_Problem description_
Transcribe the post on Abyssinian cats from "Sunday, February 3, 2013" down to "from Abyssinia anyway.", keeping every word and punctuation mark unchanged.

_Reading passage_
▬▬▬▬▬▬▬▬▬▬

Sunday, February 3, 2013

ABYSSINIAN CATS

If you look at a modern map, you will not see any country with the name of Abyssinia.  And that is because the country that used to be called Abyssinia is now called Ethiopia.  I guess we could change the name of Abyssinian cats to Ethiopian cats, but there wouldn't be too much point to that, because Abyssinian cats didn't really come from Abyssinia anyway.














Zula
Actually, some people thought that Abyssinian cats came from Egypt, because they looked just like those cats that the Egyptians made carvings and murals of.  Other people believed that British soldiers brought home a cat named Zula at the end of the Abyssinian war in 1868, and that Zula was the Mother Cat who started the Abyssinian breed.  But genetic studies now show that the modern Abyssinian is probably most closely related to cats in the coastal area of the Bay of Bengal in India.






Anyway, even though we don't know where the first Abyssinians came from, we do know that a bunch of them ended up in Great Britain, and that's where the breed was developed.

Abyssinians came to the U.S. in the early 1900s, and were first exhibited here in 1909.  Later on, in the 1930s, more breeders got interested in Abyssinians, and pretty soon these cats became one of the most popular American breeds.

▬▬▬▬▬▬▬▬▬▬

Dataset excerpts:

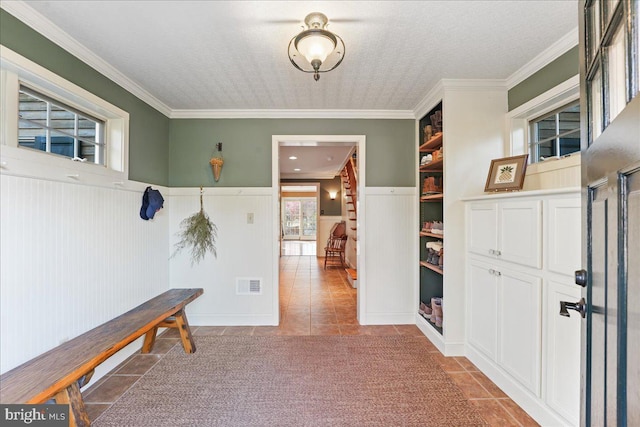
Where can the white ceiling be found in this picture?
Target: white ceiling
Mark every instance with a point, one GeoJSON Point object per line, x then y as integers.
{"type": "Point", "coordinates": [317, 161]}
{"type": "Point", "coordinates": [232, 55]}
{"type": "Point", "coordinates": [223, 58]}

▬▬▬▬▬▬▬▬▬▬

_Solution for this exercise_
Sunday, February 3, 2013

ABYSSINIAN CATS

If you look at a modern map, you will not see any country with the name of Abyssinia.  And that is because the country that used to be called Abyssinia is now called Ethiopia.  I guess we could change the name of Abyssinian cats to Ethiopian cats, but there wouldn't be too much point to that, because Abyssinian cats didn't really come from Abyssinia anyway.